■ What this task involves:
Reproduce every row below word for word, leaving the pictures out.

■ Exercise materials:

<<<<

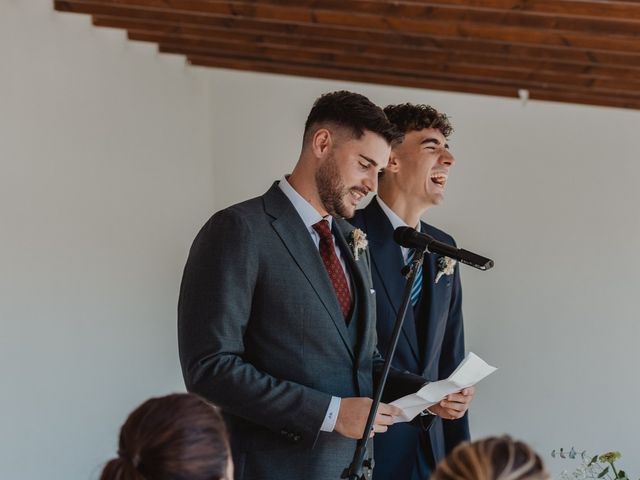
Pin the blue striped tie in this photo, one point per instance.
(417, 284)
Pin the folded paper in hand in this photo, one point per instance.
(470, 371)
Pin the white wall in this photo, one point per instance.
(105, 176)
(111, 157)
(549, 192)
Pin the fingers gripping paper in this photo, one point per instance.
(470, 371)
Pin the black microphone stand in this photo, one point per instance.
(361, 469)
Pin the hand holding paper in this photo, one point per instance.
(470, 371)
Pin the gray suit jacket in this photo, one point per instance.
(262, 336)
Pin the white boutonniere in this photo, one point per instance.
(445, 267)
(358, 242)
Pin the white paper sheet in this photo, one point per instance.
(470, 371)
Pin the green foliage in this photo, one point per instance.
(601, 466)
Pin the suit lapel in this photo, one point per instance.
(388, 261)
(361, 280)
(434, 294)
(293, 233)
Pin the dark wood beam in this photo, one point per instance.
(439, 50)
(399, 25)
(385, 79)
(382, 57)
(579, 77)
(527, 80)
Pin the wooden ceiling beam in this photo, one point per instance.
(547, 72)
(445, 50)
(519, 80)
(401, 26)
(373, 13)
(577, 8)
(567, 96)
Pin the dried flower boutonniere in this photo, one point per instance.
(445, 267)
(358, 242)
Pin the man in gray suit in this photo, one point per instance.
(276, 317)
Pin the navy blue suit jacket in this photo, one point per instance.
(440, 314)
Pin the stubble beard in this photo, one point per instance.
(332, 191)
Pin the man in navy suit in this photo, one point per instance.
(432, 340)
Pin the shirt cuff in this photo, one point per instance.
(331, 416)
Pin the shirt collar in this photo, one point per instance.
(307, 212)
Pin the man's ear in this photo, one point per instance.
(321, 143)
(393, 166)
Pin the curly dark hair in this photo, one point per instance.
(178, 436)
(354, 112)
(408, 117)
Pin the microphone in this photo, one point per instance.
(410, 238)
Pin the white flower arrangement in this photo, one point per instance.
(446, 266)
(358, 242)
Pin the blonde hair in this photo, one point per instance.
(493, 458)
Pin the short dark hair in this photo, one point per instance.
(176, 436)
(408, 117)
(352, 111)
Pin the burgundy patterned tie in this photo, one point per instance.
(332, 264)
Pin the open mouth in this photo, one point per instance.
(357, 195)
(439, 179)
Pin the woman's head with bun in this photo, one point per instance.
(177, 437)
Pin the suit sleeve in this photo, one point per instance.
(214, 311)
(455, 431)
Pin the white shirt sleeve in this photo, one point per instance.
(331, 416)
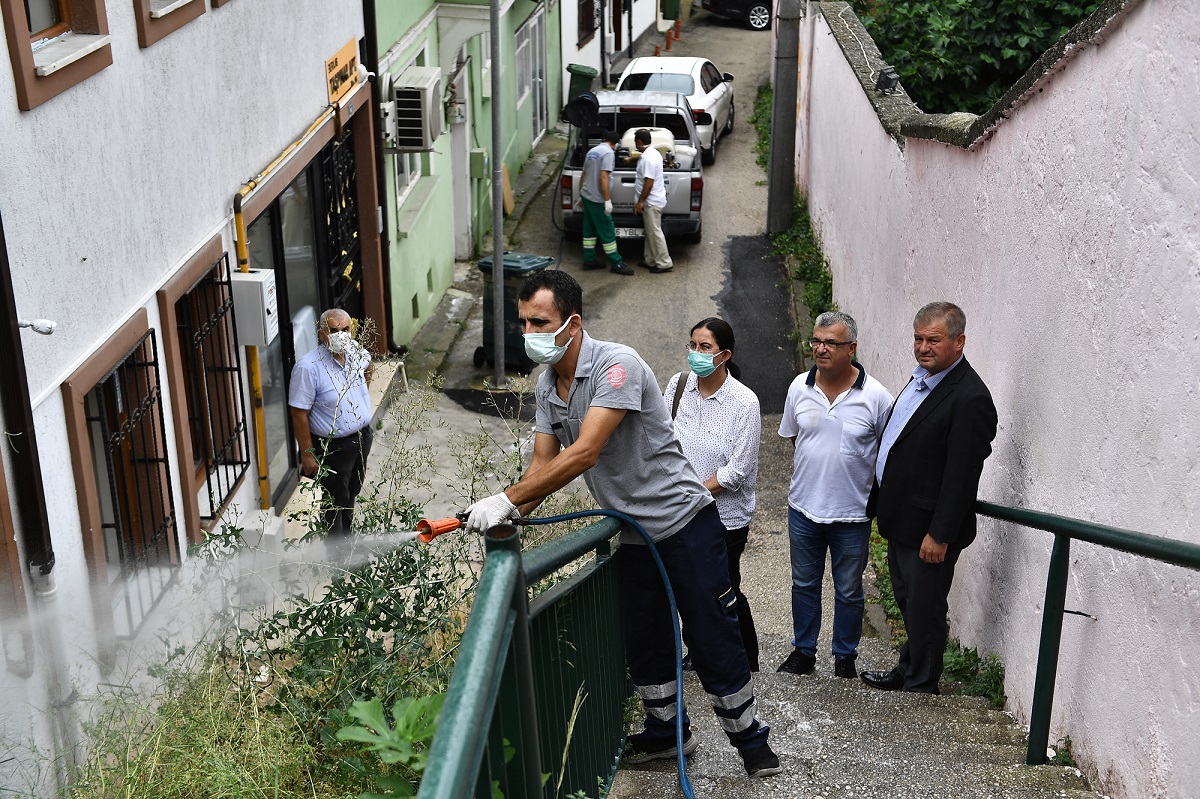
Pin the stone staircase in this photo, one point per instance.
(840, 739)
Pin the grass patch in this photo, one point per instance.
(967, 672)
(811, 268)
(1063, 754)
(973, 674)
(887, 599)
(761, 121)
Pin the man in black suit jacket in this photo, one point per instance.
(931, 455)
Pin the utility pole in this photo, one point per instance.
(781, 164)
(499, 378)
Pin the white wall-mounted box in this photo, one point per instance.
(256, 307)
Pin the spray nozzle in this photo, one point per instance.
(431, 528)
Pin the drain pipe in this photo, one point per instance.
(604, 43)
(371, 61)
(28, 498)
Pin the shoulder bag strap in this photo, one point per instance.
(679, 388)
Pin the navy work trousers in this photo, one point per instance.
(695, 559)
(345, 461)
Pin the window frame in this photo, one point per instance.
(84, 50)
(586, 35)
(174, 364)
(58, 28)
(173, 16)
(522, 58)
(75, 396)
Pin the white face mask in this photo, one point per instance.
(541, 348)
(340, 342)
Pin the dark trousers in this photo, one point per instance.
(695, 559)
(922, 589)
(735, 545)
(343, 461)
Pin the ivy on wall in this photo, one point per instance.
(958, 55)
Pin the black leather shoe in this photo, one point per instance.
(891, 680)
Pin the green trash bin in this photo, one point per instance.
(583, 78)
(517, 266)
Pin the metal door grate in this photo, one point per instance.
(340, 193)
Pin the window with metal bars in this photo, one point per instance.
(213, 385)
(127, 433)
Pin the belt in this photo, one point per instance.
(342, 438)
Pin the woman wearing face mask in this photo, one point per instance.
(718, 422)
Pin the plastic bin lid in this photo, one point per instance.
(517, 263)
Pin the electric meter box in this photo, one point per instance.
(256, 306)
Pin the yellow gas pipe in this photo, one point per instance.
(243, 248)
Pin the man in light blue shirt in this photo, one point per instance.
(331, 416)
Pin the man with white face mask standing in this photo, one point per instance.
(331, 416)
(600, 415)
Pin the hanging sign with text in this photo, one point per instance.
(342, 72)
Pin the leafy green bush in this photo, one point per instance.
(965, 54)
(811, 266)
(761, 121)
(977, 676)
(877, 553)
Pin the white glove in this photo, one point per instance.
(489, 512)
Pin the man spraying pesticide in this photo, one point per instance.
(600, 414)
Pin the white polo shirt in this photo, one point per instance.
(835, 445)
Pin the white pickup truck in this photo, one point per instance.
(672, 131)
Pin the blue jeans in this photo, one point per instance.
(847, 544)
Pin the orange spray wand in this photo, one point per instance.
(431, 528)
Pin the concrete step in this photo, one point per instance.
(840, 738)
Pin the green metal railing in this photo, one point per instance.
(1179, 553)
(573, 635)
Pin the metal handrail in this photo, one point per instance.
(499, 616)
(1171, 551)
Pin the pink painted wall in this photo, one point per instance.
(1072, 240)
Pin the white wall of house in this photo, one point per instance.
(106, 191)
(1071, 238)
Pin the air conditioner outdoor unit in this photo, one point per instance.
(418, 97)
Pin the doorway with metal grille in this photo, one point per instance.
(310, 236)
(137, 514)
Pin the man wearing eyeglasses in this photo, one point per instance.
(931, 455)
(834, 416)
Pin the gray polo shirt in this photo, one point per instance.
(600, 158)
(641, 469)
(835, 445)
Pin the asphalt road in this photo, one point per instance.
(654, 313)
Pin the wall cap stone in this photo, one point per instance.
(903, 119)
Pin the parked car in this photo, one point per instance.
(707, 89)
(755, 13)
(672, 132)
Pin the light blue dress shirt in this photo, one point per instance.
(906, 407)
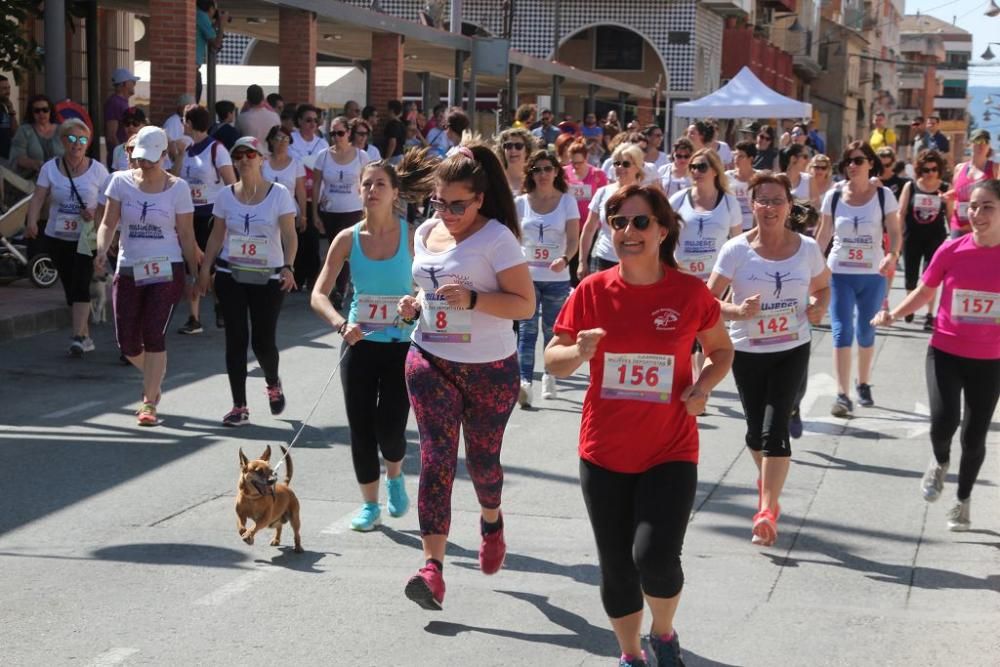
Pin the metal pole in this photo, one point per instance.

>>>>

■ Output below:
Pin the blue striped tie in this photo, one point per instance.
(417, 284)
Pin the folded paper in hand in this photo, one point per instance.
(470, 371)
Pin the white wall in this photo, one point per instance.
(105, 176)
(111, 157)
(549, 192)
Pin the fingers gripping paper in this photo, one point per instance.
(470, 371)
Pin the black microphone stand in this photo, one point per instance.
(361, 469)
Pin the hand holding paper in this photo, one point per instance.
(470, 371)
Pin the gray suit jacket in this photo, one point per instance.
(262, 336)
Pin the white boutonniere in this photo, one point per instance.
(445, 267)
(358, 242)
Pin the white paper sheet in this photo, one point per instance.
(470, 371)
Pin the green foliage in this photo, one point per instance.
(601, 466)
Pin the suit lapel in this photo, one point per instance.
(388, 261)
(361, 280)
(434, 294)
(293, 233)
Pin the dark wood beam in this photo, one point per instance.
(439, 50)
(399, 25)
(385, 79)
(382, 57)
(579, 77)
(527, 80)
Pin the wooden ceiling beam in this photo, one point per instance.
(547, 72)
(445, 50)
(519, 80)
(401, 26)
(373, 13)
(577, 8)
(567, 96)
Pin the dried flower boutonniere in this photo, one point per instance.
(445, 267)
(358, 242)
Pin the man in gray suit in this photo, one point per instance.
(276, 317)
Pin the navy blue suit jacket in this photo, one point per instance.
(440, 314)
Pin the stubble beard in this photo, one point per instance.
(332, 191)
Pin the man in navy suit in this photo, one point per instance.
(432, 340)
Pin the shirt cuff in this photo, one point per instance.
(331, 416)
Pin the shirt collar in this photo, one point per instance.
(307, 212)
Pin the man's ear in this photo, one point per instance.
(321, 143)
(393, 166)
Pin the curly dark hair in this photo, one point per instance.
(178, 436)
(354, 112)
(408, 117)
Pin the microphone in this photo, one point per instance.
(410, 238)
Pin the white flower arrangement in this photo, one point per instance.
(446, 266)
(358, 242)
Pin the blonde hair in this photo, one point per instance.
(493, 458)
Pin the short dark hair in this photo, one point per instance.
(176, 436)
(408, 117)
(352, 111)
Pin the burgundy patterned tie in this photo, one point per instance.
(332, 264)
Pin the open mouth in this photo, one point per instance.
(357, 195)
(439, 179)
Pin the woman's head with bun in this photo, one point per instance.
(177, 437)
Pin the suit sleeve in this photo, one point per instance.
(214, 311)
(455, 431)
Pin the white shirt sleeve in this photo, one point per instance.
(331, 416)
Pin the stone staircase in this photo, one point per instance.
(840, 739)
Pin the grass patch in this photo, one point per instance.
(967, 672)
(811, 268)
(1063, 754)
(973, 674)
(887, 599)
(761, 121)
Pin the man in black suit jacket in this photo, one point per instance.
(931, 455)
Pin the utility pole in this photo, one point per instance.
(781, 164)
(499, 378)
Pin the white wall-mounted box in this photo, one point per instance.
(256, 307)
Pin the spray nozzle in this photo, one point per instance.
(431, 528)
Pin the drain pipe in this photo, one point per instance.
(604, 43)
(371, 61)
(28, 498)
Pin the shoulder bag strap in this photo, one point per instance.
(679, 388)
Pin the navy work trousers in this photo, one point per instance.
(695, 559)
(345, 461)
Pin the window frame in this photo, one point per instance.
(84, 50)
(586, 35)
(174, 364)
(58, 28)
(173, 16)
(522, 58)
(75, 396)
Pin the white face mask in this photo, one point per instance.
(541, 348)
(340, 342)
Pin the dark trousers in this photo, one point per instance.
(695, 559)
(922, 589)
(735, 545)
(343, 461)
Pin the ivy on wall in this photo, one point per instance.
(958, 55)
Pin the black leather shoe in this photo, one point per instance.
(891, 680)
Pin the green trash bin in this photo, one point per instance.
(583, 78)
(517, 266)
Pin the metal door grate in this photo, one point per instance.
(340, 193)
Pin the window with metal bars in this photo, one point per instance.
(213, 385)
(127, 433)
Pin the belt in this photo, one point per instance.
(342, 438)
Pin the woman wearing face mask in this photo, one point per instance.
(718, 422)
Pin the plastic bin lid in this photo, one point per instance.
(517, 263)
Pin the electric meter box in this photo, one point per instance.
(256, 306)
Pin the yellow gas pipe in this photo, one point per instance.
(243, 248)
Pin the man in light blue shirt in this photo, one point per instance.
(331, 416)
Pin the man with white face mask standing in this photo, one point per instance.
(331, 416)
(600, 415)
Pin the hanging sign with text in this photo, one point per instance.
(342, 72)
Pin the leafy green bush in this photo, one point per instance.
(965, 54)
(811, 266)
(761, 121)
(977, 676)
(877, 553)
Pin the white glove in this photo, one point per instance.
(489, 512)
Pin the man spraying pesticide in this photo, one point per instance.
(600, 414)
Pin the white polo shirt in this photo, one point per instance.
(835, 445)
Pin the white pickup truck in this photo, one point per instance.
(672, 131)
Pin the blue jeans in this photo, one point per instance.
(847, 544)
Pin the orange spray wand in this photo, one point per instance.
(431, 528)
Pin the concrete step in this photo, one point per instance.
(840, 738)
Pin the green metal railing in this photo, one point per instance.
(1179, 553)
(573, 635)
Pin the metal handrail in this photo, one point per instance.
(499, 616)
(1171, 551)
Pin the pink painted wall in this photo, one point per instance.
(1072, 240)
Pin the white wall of house in this photo, one point per instance.
(106, 191)
(1071, 238)
Pin the air conditioner outdoor unit in this photo, one point per instance.
(418, 97)
Pin the doorway with metal grille in this photo, one point per instance.
(310, 236)
(137, 514)
Pin the man wearing eyeglasses in this photo, one point per instance.
(931, 455)
(834, 416)
Pin the gray polo shirt in this photo, one point per instance.
(600, 158)
(641, 469)
(835, 445)
Pin the asphalt road in this photo, one point per instance.
(654, 313)
Pin the wall cap stone in this photo, one point per instance.
(903, 119)
Pin the parked car in this photo, one point per instance.
(707, 89)
(755, 13)
(672, 132)
Pin the light blue dress shirt in this photo, one point per instance.
(906, 407)
Pin the metal pole in this photo, one point per instance.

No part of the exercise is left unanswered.